• **WORK INSTRUCTION**:
Only the text of the records belongs in the answer, copied exactly and without pictures.

++++++++++

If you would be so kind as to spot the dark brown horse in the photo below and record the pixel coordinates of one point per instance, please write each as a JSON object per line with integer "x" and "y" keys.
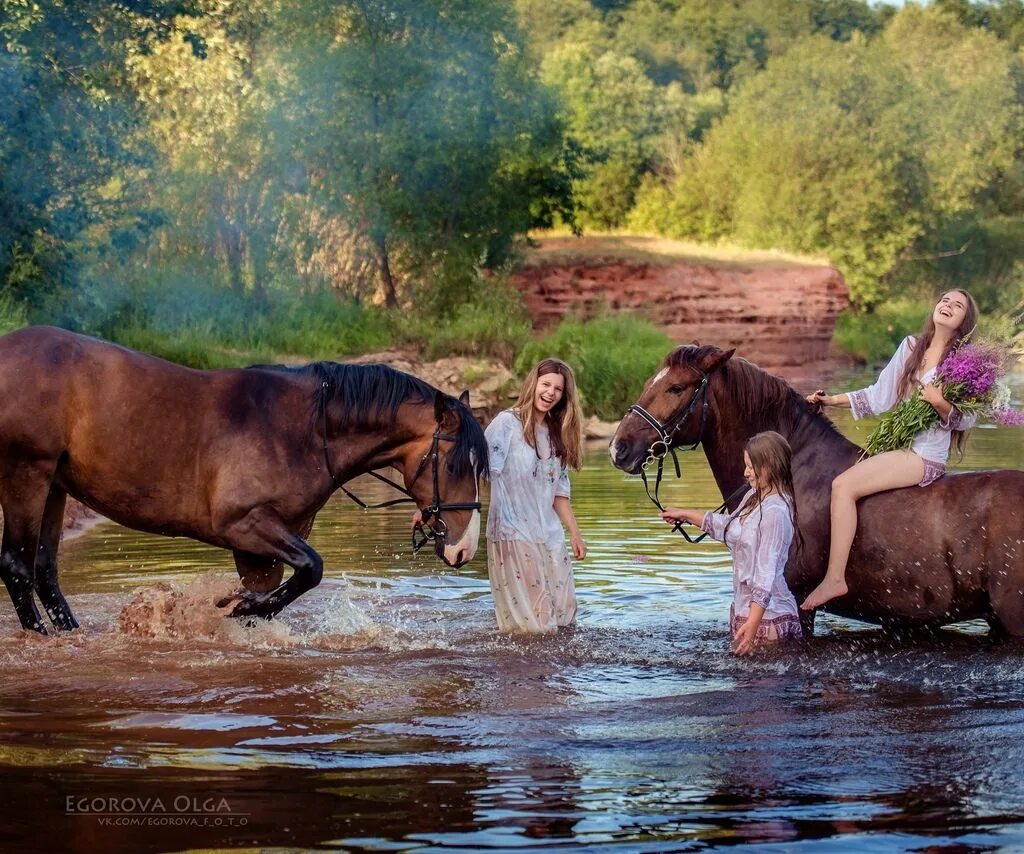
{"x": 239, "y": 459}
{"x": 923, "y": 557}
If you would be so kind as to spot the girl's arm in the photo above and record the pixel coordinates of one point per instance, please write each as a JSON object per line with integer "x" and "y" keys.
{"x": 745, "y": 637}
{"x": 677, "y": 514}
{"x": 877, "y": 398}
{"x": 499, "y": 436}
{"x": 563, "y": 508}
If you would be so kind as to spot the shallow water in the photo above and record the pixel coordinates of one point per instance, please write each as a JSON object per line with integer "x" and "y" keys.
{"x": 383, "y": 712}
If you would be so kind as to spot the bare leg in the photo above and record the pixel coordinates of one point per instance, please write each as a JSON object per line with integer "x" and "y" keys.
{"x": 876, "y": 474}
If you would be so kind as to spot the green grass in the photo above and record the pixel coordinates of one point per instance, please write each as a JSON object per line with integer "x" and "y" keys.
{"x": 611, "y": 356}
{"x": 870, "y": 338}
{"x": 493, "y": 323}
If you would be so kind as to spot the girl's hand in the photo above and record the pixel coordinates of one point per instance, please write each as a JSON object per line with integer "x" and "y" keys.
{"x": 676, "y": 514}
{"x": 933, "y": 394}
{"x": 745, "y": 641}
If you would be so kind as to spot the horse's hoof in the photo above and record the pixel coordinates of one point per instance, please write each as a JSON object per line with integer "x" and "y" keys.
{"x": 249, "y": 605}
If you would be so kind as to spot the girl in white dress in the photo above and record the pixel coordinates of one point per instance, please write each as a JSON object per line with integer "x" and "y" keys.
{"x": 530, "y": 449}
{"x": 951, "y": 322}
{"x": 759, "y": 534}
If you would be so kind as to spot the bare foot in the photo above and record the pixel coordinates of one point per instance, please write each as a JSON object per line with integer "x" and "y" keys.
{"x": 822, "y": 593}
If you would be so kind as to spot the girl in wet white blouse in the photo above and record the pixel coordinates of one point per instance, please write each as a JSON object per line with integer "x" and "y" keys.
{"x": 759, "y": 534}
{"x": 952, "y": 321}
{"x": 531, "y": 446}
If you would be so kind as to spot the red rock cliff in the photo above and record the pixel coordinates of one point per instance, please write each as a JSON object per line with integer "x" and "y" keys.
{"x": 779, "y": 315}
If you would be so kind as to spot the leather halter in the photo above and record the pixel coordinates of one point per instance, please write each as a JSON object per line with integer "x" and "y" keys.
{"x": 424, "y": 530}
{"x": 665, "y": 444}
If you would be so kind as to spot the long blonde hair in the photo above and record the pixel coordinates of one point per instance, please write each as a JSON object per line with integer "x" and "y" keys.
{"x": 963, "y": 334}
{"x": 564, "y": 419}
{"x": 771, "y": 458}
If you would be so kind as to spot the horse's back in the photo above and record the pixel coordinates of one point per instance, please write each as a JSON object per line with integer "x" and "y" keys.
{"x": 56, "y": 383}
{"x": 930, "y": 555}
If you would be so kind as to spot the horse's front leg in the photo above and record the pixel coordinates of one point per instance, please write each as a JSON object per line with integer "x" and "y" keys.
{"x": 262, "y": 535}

++++++++++

• **SOLUTION TO THIS TASK**:
If you would be so kind as to spot the dark brown horse in the photo below and record the pixel coordinates of one point per instance, please write each as a JSON object per line with integer "x" and "y" keys.
{"x": 239, "y": 459}
{"x": 923, "y": 557}
If you would be so kind as to spot the girl's arm in the photo above and record the pixel coordinates of one point per instance, please write each as a JSON object per line with integer "x" and "y" keys.
{"x": 745, "y": 637}
{"x": 677, "y": 514}
{"x": 877, "y": 398}
{"x": 499, "y": 436}
{"x": 563, "y": 508}
If you would be so kind as to spot the shallow water in the photo above and record the pixel coordinates of one point per instance, please write each as a JSON object per line with integer "x" and "y" keys.
{"x": 383, "y": 712}
If you would be so kind as to spot the bare leg in the photo above and record the pixel coordinates of one point per instance, please write each as a JSON object per line with integer "x" and "y" keys.
{"x": 876, "y": 474}
If you would be so kind as to spot the green grass in the photo above and record the pixel coordinates of one point per instance, please write each as a JSON object per line with integer "x" and "y" keys.
{"x": 611, "y": 356}
{"x": 870, "y": 338}
{"x": 493, "y": 323}
If you would be so kind as to spot the girl's hand in the photo above and record the pixel coordinates of one point per instance, please write each as a JSON object per line with integer "x" and "y" keys.
{"x": 676, "y": 514}
{"x": 933, "y": 394}
{"x": 745, "y": 641}
If you would be so kind as to spot the horse's hoof in the photo above and record the pixel coordinates of one point per instance, please write each as a JSON object per line with integer "x" and "y" keys.
{"x": 249, "y": 605}
If you would be so kind as to spot the girl in white dress in the photo above and record the pixel coordinates of one point per instance, please write each as a JSON object per line with integer "x" and "y" keys.
{"x": 530, "y": 449}
{"x": 951, "y": 322}
{"x": 759, "y": 534}
If you would be so kind as to spot the bare foot in the photo above and record the pixel coordinates of one point per instance, please write each as a JSON object per line with integer "x" and "y" keys.
{"x": 822, "y": 593}
If you would be so kind as to spot the girl in wet white blouse in the photo above and record the pixel coordinates of one point per instance, please write each as a JSON object per line with integer "x" and "y" keys.
{"x": 759, "y": 534}
{"x": 952, "y": 321}
{"x": 531, "y": 446}
If you would be so kind as to spot the red rock cliff in the photo above and record the pixel coordinates of one point per instance, please write each as a JSON object per line with integer "x" and "y" keys.
{"x": 779, "y": 315}
If you would be so kind as to spot the leather halter in the photo above and record the pixel coordinates of one point per instance, please write each as a JSON object per line with integer "x" and "y" keys.
{"x": 424, "y": 530}
{"x": 665, "y": 444}
If you would be so kind as to spot the long blonde hair in the photo above and record the pixel coordinates of one point per instance, please write each as a JSON object per line with integer "x" and "y" keys.
{"x": 963, "y": 334}
{"x": 564, "y": 419}
{"x": 771, "y": 458}
If you would be so kind as to spot the horse's back in the photo above and record the pixel coordinates of one point per instance, please write each as a JSON object per line with integer "x" and "y" keys.
{"x": 56, "y": 383}
{"x": 930, "y": 555}
If you would be so kind as to spot the horse's front leg in the photo above and record the pixel coordinates of one point per instance, please write each as a JSON object per line with integer "x" and "y" keys.
{"x": 262, "y": 535}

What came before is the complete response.